<<<<
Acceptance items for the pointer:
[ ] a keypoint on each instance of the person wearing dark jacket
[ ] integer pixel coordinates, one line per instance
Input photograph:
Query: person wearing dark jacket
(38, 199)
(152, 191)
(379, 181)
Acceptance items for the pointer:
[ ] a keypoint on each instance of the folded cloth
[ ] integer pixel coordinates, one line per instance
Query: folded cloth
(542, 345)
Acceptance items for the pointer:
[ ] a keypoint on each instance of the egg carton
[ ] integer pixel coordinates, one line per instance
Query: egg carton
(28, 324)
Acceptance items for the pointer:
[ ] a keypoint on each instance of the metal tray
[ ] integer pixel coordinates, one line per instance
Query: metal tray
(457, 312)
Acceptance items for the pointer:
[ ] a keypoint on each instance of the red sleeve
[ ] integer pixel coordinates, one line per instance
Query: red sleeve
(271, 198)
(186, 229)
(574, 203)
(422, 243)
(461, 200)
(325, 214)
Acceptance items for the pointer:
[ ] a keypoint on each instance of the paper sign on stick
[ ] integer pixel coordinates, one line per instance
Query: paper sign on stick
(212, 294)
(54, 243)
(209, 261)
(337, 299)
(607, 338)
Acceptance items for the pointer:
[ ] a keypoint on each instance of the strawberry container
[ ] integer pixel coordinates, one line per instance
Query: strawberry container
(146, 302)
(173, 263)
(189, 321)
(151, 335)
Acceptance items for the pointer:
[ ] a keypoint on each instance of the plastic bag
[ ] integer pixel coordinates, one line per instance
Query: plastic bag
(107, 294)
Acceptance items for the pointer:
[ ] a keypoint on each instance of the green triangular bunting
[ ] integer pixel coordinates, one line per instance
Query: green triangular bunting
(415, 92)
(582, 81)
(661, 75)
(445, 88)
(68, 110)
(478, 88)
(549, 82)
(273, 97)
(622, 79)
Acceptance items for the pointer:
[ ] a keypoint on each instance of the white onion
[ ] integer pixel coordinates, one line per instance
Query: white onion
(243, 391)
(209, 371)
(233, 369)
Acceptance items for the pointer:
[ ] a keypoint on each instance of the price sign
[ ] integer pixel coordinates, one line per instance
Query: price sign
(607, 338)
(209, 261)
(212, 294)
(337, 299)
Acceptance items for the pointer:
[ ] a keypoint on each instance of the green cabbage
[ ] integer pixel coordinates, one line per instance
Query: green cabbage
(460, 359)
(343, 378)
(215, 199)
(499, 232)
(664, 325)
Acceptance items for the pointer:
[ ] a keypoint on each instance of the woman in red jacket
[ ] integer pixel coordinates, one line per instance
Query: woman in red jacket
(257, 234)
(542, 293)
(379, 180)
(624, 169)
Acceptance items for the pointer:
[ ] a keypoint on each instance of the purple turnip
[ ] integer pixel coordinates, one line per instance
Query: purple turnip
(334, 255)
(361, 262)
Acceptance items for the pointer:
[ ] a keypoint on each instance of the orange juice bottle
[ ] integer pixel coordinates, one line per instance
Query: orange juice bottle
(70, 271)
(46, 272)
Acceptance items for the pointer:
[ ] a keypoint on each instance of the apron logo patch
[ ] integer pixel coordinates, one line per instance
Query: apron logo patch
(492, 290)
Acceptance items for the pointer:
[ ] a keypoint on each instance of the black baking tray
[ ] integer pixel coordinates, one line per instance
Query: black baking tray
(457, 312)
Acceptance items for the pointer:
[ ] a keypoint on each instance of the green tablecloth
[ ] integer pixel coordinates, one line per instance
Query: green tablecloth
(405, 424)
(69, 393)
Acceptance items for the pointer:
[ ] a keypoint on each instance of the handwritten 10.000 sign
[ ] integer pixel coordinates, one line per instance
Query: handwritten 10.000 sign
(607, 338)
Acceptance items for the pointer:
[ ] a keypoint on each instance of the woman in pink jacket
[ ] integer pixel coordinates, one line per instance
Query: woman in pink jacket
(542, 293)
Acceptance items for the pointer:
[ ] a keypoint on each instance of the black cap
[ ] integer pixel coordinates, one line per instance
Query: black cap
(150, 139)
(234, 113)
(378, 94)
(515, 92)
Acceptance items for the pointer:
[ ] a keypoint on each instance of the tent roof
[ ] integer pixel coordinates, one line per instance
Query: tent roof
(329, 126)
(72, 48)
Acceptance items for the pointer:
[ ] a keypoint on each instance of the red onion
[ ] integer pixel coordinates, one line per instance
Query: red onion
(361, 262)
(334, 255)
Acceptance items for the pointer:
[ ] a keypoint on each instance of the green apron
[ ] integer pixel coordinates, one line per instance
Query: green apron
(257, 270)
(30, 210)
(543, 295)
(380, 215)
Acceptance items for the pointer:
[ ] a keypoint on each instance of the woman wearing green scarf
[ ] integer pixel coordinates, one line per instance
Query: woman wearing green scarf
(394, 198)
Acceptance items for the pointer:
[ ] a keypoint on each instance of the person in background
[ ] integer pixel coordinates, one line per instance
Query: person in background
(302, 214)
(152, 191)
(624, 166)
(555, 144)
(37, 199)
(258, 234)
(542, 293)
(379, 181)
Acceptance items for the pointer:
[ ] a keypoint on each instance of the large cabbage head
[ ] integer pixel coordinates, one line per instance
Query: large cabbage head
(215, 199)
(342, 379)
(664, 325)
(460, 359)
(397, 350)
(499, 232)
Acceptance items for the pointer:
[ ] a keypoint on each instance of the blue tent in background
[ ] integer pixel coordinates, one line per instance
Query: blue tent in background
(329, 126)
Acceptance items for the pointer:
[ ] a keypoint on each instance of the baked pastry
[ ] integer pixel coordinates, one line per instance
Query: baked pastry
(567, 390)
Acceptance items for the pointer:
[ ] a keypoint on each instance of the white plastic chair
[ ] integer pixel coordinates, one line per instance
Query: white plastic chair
>>>>
§ WORK TO COMPLETE:
Every entry should be printed again exactly as it stands.

§ FINAL RESULT:
Acceptance items for the pointer:
[ ] a keypoint on each instance of the person wearing dark jacket
[ ] integer pixel coordinates, one line per instance
Input photograph:
Query: person wearing dark jacket
(38, 199)
(152, 191)
(379, 181)
Acceptance items for the pointer:
[ ] a keypoint on each instance of the folded cloth
[ ] integer pixel coordinates, one line per instance
Query: folded cloth
(542, 345)
Acceptance items for the pointer:
[ ] a keypoint on each instance of the egg carton
[ ] integer pixel coordinates, one line per instance
Query: egg carton
(28, 324)
Acceptance items for the pointer:
[ ] a keypoint on each instance of the metal tray
[ ] integer pixel coordinates, one line per instance
Query: metal tray
(457, 312)
Acceptance items for the pointer:
[ ] a keypoint on each instance of the red sleeve
[ ] integer pixel coordinates, one line per instance
Query: red sleeve
(271, 198)
(186, 229)
(574, 203)
(422, 243)
(461, 200)
(325, 214)
Acceptance items for the pointer:
[ ] a keypoint on each instance of the paper sign on stick
[ ] integer pixel coordinates, one line per instance
Query: paper sign on stick
(212, 294)
(54, 243)
(209, 261)
(337, 299)
(607, 338)
Acceptance items for the pointer:
[ ] a keypoint on each instance of the strawberry container
[ ] integer pixel coordinates, one line per instance
Query: strawberry container
(146, 302)
(173, 263)
(189, 321)
(151, 335)
Acceptance items for the pointer:
[ ] a keypoint on each instance of the plastic bag
[ ] integer pixel coordinates, one line per instance
Query: plastic bag
(107, 294)
Acceptance items for the pointer:
[ ] a keypoint on each instance of the green triangular bunting
[ ] integer pixel coordinates, one line per instance
Query: green triangular bunting
(415, 92)
(582, 81)
(661, 75)
(445, 88)
(68, 110)
(478, 88)
(549, 82)
(273, 97)
(622, 79)
Acceptance items for the pointer:
[ ] a keypoint on each instance of the white onion
[ ] integer pixel coordinates, one line per instance
Query: white onion
(243, 391)
(209, 371)
(233, 369)
Acceptance items for the pointer:
[ ] a keypoint on each instance of the price sign
[ ] integer pixel coordinates, one line per instance
Query: price sign
(607, 338)
(209, 261)
(212, 294)
(337, 299)
Acceptance items for the pointer:
[ ] a keypoint on each instance of the green cabbage
[ ] integer pixel coordinates, one line per instance
Query: green cabbage
(460, 359)
(343, 378)
(215, 199)
(499, 232)
(664, 325)
Acceptance items for the pointer:
[ ] a keypoint on each instance of the woman in red jacket
[ ] integer pixel coordinates, one line per instance
Query: woman in red jacket
(257, 234)
(542, 293)
(379, 180)
(624, 169)
Acceptance items for the pointer:
[ ] a keypoint on each instance of the purple turnip
[ ] integer pixel coordinates, one line per instance
Query: purple turnip
(334, 255)
(361, 262)
Acceptance items for the pointer:
[ ] a keypoint on each instance of the orange juice bottle
[ ] integer pixel coordinates, one line per instance
Query: orange juice bottle
(70, 271)
(46, 272)
Acceptance items for the pointer:
[ ] a keypoint on each instance of the apron logo patch
[ ] integer pixel coordinates, one line per instance
Query: apron logo patch
(492, 290)
Acceptance items for the pointer:
[ ] a keypoint on each instance of the black baking tray
[ ] integer pixel coordinates, one line per instance
Query: black baking tray
(457, 312)
Acceptance items for the pointer:
[ ] a keypoint on each instance of the green tablecloth
[ ] integer pixel coordinates, one line per instance
Query: green tablecloth
(405, 424)
(69, 393)
Acceptance items for the pointer:
[ ] a keypoint on each instance of the handwritten 10.000 sign
[ ] integer pixel coordinates, one line per instance
Query: handwritten 10.000 sign
(607, 338)
Acceptance items for the pointer:
[ ] a keypoint on each instance of the woman in pink jacket
[ ] integer pixel coordinates, one line per instance
Query: woman in pink jacket
(542, 293)
Acceptance items for the pointer:
[ ] a keypoint on each instance of the black cap
[ ] integer pixel coordinates, one line per instance
Query: black cap
(150, 139)
(234, 113)
(378, 94)
(515, 92)
Acceptance items for the pointer:
[ ] a keypoint on each instance of the tent roof
[ ] integer pixel coordinates, one line per instance
Query: tent roof
(329, 126)
(72, 48)
Acceptance items for the pointer:
[ ] a keypoint on each instance of the red onion
[ ] integer pixel coordinates, one line per instance
Query: red onion
(361, 262)
(334, 255)
Acceptance items for the pointer:
[ ] a keypoint on each instance of the green apron
[ ] integer pixel coordinates, one line per instance
Query: green apron
(257, 270)
(30, 210)
(543, 295)
(380, 215)
Acceptance items for the pointer:
[ ] a keypoint on each instance of the woman wearing green scarf
[ ] integer pixel coordinates, one line per instance
Query: woman wearing green scarf
(394, 198)
Acceptance items for the pointer:
[ ] a keypoint on each instance of the person in background
[ ] integer pixel coordinates, one line per instance
Query: person in background
(302, 214)
(152, 191)
(624, 166)
(555, 144)
(37, 199)
(258, 234)
(542, 293)
(379, 181)
Acceptance items for the pointer:
[ ] a keypoint on each instance of the large cabbage head
[ ] integer pixel coordinates, one line per instance
Query: large cabbage head
(215, 199)
(342, 379)
(664, 325)
(460, 359)
(397, 350)
(499, 232)
Acceptance items for the pointer:
[ ] a keypoint on each instance of the blue tent in background
[ ] integer pixel coordinates, one line per instance
Query: blue tent in background
(329, 126)
Acceptance items for the pointer:
[ ] a keypoint on each instance of the baked pastry
[ ] integer pixel coordinates, one line per instance
Query: baked pastry
(567, 390)
Acceptance items for the pointer:
[ ] a keypoint on each instance of the white plastic chair
[ ] integer pixel coordinates, one line per instance
Query: white plastic chair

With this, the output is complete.